Every line in the entries that holds the word "below" counts toward the answer, which should be a single number.

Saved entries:
+---+

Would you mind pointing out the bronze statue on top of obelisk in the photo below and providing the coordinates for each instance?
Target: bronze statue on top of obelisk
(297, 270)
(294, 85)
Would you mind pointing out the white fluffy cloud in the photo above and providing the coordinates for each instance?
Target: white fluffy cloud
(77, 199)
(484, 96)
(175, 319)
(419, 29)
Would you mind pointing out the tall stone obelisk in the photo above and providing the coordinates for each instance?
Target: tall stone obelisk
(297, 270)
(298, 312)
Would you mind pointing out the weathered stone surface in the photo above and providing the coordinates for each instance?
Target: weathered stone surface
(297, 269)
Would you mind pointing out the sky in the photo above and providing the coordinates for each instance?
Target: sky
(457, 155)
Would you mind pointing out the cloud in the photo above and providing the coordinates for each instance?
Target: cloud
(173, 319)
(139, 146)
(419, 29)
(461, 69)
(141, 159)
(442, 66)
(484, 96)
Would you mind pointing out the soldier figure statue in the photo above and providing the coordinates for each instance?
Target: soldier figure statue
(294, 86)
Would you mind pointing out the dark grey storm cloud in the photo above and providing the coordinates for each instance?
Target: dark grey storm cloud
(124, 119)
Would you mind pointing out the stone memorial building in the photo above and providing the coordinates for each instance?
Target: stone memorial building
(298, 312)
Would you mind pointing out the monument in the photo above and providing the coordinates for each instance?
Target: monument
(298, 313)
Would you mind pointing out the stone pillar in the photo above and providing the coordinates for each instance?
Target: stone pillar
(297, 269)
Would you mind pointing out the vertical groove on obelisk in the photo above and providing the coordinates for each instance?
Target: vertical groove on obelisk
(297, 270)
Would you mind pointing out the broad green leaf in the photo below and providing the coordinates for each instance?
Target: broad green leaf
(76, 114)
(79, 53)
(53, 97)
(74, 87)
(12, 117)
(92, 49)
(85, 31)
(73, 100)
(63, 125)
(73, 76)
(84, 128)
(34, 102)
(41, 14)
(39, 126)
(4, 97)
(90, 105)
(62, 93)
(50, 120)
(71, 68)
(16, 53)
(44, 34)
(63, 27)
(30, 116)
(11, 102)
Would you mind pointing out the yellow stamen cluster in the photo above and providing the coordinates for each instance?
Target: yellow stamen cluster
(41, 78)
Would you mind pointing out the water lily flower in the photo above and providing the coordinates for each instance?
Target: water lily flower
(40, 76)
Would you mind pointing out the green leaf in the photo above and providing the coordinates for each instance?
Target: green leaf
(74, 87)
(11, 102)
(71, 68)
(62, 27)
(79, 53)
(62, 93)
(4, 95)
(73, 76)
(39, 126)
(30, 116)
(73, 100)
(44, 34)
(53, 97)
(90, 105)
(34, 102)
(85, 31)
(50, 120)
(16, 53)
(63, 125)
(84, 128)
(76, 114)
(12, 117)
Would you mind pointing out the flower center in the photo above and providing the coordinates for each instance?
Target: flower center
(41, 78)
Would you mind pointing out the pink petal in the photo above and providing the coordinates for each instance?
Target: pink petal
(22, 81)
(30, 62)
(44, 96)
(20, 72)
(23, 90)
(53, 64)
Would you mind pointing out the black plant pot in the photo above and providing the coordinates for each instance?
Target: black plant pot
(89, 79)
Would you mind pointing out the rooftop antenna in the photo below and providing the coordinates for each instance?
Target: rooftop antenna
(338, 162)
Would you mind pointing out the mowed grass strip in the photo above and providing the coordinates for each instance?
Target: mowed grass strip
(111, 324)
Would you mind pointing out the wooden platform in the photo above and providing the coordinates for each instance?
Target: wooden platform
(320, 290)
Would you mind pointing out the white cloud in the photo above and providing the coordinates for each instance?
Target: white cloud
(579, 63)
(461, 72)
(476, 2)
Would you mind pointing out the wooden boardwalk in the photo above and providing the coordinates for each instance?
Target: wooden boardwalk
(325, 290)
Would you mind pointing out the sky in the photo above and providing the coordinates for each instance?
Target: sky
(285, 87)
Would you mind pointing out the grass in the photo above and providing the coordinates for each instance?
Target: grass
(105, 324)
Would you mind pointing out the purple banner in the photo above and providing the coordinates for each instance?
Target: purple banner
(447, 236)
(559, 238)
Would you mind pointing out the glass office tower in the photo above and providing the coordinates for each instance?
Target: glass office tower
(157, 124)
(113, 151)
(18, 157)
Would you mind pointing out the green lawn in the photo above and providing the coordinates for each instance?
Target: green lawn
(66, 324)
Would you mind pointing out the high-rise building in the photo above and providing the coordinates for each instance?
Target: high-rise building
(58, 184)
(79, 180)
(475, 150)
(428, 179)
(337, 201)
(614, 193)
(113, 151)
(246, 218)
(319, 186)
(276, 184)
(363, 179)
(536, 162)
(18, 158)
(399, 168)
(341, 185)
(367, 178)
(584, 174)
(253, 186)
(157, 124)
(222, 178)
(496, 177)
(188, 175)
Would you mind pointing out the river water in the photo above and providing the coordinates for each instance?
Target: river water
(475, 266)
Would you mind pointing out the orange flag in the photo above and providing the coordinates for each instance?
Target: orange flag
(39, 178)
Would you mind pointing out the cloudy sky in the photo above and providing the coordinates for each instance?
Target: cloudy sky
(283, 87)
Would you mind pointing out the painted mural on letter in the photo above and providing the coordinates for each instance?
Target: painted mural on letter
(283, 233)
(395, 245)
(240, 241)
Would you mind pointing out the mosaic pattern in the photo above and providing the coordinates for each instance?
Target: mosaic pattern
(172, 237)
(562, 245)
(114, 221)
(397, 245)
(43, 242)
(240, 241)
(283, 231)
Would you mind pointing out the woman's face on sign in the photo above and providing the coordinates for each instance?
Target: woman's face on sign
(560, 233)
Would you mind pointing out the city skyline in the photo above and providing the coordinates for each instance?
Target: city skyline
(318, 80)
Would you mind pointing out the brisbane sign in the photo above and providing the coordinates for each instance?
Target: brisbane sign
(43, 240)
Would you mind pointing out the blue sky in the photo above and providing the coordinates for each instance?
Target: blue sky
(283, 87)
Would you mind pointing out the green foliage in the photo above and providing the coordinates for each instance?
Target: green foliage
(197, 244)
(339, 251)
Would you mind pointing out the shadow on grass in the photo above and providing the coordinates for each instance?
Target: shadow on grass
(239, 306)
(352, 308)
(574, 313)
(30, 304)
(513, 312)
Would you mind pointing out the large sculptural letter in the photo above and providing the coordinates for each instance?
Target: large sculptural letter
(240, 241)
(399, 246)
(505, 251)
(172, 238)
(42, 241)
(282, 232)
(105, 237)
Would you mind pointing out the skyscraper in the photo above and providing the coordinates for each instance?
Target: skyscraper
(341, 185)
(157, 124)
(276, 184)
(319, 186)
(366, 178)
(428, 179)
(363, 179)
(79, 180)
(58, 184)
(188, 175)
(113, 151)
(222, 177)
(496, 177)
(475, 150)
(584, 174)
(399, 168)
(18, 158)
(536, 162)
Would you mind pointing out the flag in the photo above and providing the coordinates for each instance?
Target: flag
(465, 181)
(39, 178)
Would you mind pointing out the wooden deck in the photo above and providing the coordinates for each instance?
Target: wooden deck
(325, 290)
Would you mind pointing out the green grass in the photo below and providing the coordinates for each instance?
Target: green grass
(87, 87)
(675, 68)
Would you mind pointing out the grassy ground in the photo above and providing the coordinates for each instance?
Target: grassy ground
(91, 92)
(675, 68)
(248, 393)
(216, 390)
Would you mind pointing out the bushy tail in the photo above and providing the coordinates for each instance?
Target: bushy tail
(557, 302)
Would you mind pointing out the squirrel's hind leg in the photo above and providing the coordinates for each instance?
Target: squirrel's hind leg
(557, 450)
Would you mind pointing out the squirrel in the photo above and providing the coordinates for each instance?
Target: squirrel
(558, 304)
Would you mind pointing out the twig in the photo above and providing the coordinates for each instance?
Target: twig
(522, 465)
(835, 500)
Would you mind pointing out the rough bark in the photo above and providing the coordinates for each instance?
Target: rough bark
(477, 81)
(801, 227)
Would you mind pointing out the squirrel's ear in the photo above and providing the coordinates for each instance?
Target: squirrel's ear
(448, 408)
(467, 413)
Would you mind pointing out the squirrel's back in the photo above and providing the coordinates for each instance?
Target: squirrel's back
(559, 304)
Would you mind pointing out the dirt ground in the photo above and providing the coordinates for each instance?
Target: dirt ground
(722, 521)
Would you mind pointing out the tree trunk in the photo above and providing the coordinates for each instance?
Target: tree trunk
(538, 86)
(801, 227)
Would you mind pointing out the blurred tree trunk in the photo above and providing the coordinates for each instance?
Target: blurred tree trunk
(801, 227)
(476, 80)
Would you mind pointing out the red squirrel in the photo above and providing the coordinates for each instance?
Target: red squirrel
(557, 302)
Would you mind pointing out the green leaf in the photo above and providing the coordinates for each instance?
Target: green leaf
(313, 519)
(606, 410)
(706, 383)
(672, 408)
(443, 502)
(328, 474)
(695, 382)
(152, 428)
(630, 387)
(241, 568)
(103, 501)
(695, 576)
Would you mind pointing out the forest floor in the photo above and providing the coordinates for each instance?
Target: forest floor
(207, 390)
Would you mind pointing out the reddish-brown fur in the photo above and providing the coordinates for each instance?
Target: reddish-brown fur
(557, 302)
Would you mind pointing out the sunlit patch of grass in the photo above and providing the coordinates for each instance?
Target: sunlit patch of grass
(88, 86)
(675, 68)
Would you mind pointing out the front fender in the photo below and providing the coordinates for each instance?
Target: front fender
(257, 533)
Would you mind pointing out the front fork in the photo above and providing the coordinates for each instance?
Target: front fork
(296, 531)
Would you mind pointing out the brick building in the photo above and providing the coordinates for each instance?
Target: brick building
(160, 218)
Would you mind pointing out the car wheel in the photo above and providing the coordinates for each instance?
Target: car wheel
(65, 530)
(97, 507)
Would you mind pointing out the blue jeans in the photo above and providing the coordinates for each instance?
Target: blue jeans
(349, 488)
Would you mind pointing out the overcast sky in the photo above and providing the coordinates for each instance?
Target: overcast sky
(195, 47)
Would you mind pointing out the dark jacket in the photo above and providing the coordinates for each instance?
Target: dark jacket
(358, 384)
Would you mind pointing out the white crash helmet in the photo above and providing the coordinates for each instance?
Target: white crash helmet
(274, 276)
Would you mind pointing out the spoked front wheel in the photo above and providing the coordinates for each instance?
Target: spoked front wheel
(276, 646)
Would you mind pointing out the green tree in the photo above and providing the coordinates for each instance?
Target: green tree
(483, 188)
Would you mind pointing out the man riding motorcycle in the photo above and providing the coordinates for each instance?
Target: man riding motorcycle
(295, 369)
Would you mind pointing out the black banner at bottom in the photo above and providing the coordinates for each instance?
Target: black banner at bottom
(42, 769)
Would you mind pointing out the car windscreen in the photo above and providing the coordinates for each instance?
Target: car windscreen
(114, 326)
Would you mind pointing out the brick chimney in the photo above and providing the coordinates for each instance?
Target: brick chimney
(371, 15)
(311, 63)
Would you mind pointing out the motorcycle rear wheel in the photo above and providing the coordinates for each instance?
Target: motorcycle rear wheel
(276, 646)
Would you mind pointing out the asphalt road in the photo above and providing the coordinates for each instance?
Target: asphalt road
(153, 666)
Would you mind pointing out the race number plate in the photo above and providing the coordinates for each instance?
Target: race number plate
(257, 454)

+---+

-- SOLUTION FOR THIS EXERCISE --
5